REQUEST → Please quote every one of the entries below word for word, line by line.
= = = = = = =
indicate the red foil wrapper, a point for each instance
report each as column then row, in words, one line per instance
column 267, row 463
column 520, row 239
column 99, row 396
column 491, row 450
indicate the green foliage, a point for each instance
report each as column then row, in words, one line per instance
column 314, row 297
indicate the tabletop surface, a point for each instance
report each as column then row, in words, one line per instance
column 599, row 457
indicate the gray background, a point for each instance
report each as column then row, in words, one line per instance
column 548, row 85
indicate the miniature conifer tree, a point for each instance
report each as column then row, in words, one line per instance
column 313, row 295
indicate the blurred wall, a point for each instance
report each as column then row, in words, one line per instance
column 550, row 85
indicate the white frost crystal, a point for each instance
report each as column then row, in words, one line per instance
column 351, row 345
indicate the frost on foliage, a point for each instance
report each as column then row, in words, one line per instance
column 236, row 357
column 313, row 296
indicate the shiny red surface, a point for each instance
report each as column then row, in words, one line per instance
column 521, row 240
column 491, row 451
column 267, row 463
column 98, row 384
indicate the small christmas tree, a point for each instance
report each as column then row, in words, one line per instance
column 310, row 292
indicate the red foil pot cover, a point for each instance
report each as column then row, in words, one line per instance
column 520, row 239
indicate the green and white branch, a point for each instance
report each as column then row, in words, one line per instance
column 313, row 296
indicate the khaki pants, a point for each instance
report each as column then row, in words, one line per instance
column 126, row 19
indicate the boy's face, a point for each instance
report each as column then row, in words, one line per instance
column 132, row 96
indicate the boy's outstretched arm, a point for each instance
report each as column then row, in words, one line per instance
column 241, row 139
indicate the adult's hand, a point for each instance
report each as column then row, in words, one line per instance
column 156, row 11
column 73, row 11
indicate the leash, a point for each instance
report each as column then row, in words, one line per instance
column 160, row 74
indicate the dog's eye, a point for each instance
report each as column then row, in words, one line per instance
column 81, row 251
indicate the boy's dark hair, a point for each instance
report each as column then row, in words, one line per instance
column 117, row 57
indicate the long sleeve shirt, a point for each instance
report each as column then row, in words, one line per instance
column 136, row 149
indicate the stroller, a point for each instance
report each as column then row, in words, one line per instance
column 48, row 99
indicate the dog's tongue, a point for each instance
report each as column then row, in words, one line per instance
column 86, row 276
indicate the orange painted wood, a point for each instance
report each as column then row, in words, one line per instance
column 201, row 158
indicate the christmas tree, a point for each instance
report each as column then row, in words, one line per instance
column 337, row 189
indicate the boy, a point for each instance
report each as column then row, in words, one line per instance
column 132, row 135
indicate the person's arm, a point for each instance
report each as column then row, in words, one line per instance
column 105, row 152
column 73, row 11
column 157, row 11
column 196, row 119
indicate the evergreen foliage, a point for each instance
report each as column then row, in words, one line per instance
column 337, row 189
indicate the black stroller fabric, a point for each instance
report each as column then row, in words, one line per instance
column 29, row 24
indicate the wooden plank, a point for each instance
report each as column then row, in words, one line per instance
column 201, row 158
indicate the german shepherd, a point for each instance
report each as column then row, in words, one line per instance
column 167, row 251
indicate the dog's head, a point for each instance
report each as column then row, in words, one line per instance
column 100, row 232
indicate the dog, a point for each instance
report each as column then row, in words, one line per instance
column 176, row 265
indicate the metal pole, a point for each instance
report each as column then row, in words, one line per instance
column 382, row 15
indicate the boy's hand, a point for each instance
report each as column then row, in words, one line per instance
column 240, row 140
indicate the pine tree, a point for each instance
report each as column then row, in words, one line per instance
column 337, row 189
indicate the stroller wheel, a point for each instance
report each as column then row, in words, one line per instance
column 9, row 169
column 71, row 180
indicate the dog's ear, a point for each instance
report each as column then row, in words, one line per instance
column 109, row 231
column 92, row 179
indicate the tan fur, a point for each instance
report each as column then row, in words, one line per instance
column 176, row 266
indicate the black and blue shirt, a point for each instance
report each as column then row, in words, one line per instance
= = = = = = =
THE ANSWER →
indicate the red foil wrapper, a point for each instance
report each as column then row, in words, one line per instance
column 267, row 463
column 520, row 239
column 99, row 396
column 491, row 450
indicate the green foliage, a point for each instance
report each as column then row, in words, one line per instance
column 314, row 297
indicate the tabletop surface, a point for each instance
report each as column then row, in words, one line per instance
column 599, row 457
indicate the gray background, a point for each instance
report each as column then row, in words, one line per instance
column 548, row 85
indicate the miniature conifer tree, a point for each instance
report each as column then row, in words, one line per instance
column 313, row 295
indicate the blurred wall, a point for each instance
report each as column then row, in words, one line per instance
column 550, row 85
indicate the white frost crystal, a point for each instance
report each as column then row, in words, one line per instance
column 351, row 345
indicate the frost on foliage, a point for each instance
report each as column then row, in words, one line per instance
column 236, row 357
column 313, row 296
indicate the shiny red surface, a point for each instance
report each as column then row, in words, one line per instance
column 521, row 240
column 491, row 451
column 267, row 463
column 98, row 384
indicate the small christmas tree, a point for each instance
report each as column then row, in words, one line per instance
column 310, row 292
indicate the red foil pot cover, a point for each instance
report each as column then row, in words, one line per instance
column 520, row 239
indicate the green and white branch, a point for each instance
report each as column then row, in words, one line per instance
column 313, row 296
indicate the khaki pants, a point for each instance
report each as column then row, in words, one line per instance
column 126, row 19
indicate the boy's face, a point for each instance
report each as column then row, in words, one line per instance
column 132, row 96
indicate the boy's outstretched arm, a point for each instance
report each as column then row, in words, one line per instance
column 241, row 139
indicate the adult's hand, a point for each instance
report each as column then row, in words, one line per instance
column 156, row 11
column 73, row 11
indicate the leash, a point for each instance
report each as column then row, in words, one line per instance
column 160, row 74
indicate the dog's eye, a point for each instance
report each as column then row, in words, one line per instance
column 81, row 251
indicate the boy's dark hair, a point for each instance
report each as column then row, in words, one line per instance
column 117, row 57
indicate the long sleeve shirt, a point for each instance
report each as column then row, in words, one line per instance
column 136, row 149
indicate the stroller, a point for each instance
report each as column then row, in words, one line per instance
column 48, row 99
indicate the dog's tongue, a point for each instance
report each as column then row, in words, one line per instance
column 86, row 276
indicate the orange painted wood, a point for each instance
report each as column then row, in words, one line per instance
column 201, row 158
indicate the christmas tree, a point for each instance
report each as column then row, in words, one line per instance
column 337, row 189
indicate the boy, a point for each instance
report each as column then row, in words, one line per instance
column 132, row 135
indicate the person's arm, a point for each instance
report each as column then row, in words, one line per instance
column 105, row 152
column 73, row 11
column 157, row 11
column 196, row 119
indicate the evergreen foliage, a point for each instance
report each as column then row, in words, one line per instance
column 337, row 189
indicate the black stroller fabric, a point for each instance
report each as column then row, in words, one line per instance
column 29, row 24
indicate the wooden plank, a point for each instance
report each as column then row, in words, one line per instance
column 201, row 158
indicate the german shepherd, a point for each instance
report each as column then row, in words, one line per instance
column 167, row 251
indicate the dog's head, a point for each instance
report each as column then row, in words, one line per instance
column 100, row 232
indicate the dog, a point for each instance
report each as column then row, in words, one line per instance
column 176, row 265
indicate the metal pole, a point for each instance
report each as column then row, in words, one line per instance
column 382, row 15
indicate the boy's hand, a point for each instance
report each as column then row, in words, one line per instance
column 240, row 140
indicate the pine tree, a point for each instance
report each as column then row, in words, one line per instance
column 337, row 189
indicate the stroller wheel, a point for each instance
report each as column then row, in words, one line per instance
column 9, row 169
column 71, row 180
indicate the dog's ear, a point for each instance
report each as column then row, in words, one line per instance
column 109, row 231
column 92, row 179
indicate the tan fur, a point for each instance
report each as column then row, in words, one line per instance
column 176, row 266
indicate the black and blue shirt, a point for each instance
report each as column then row, in words, one line per instance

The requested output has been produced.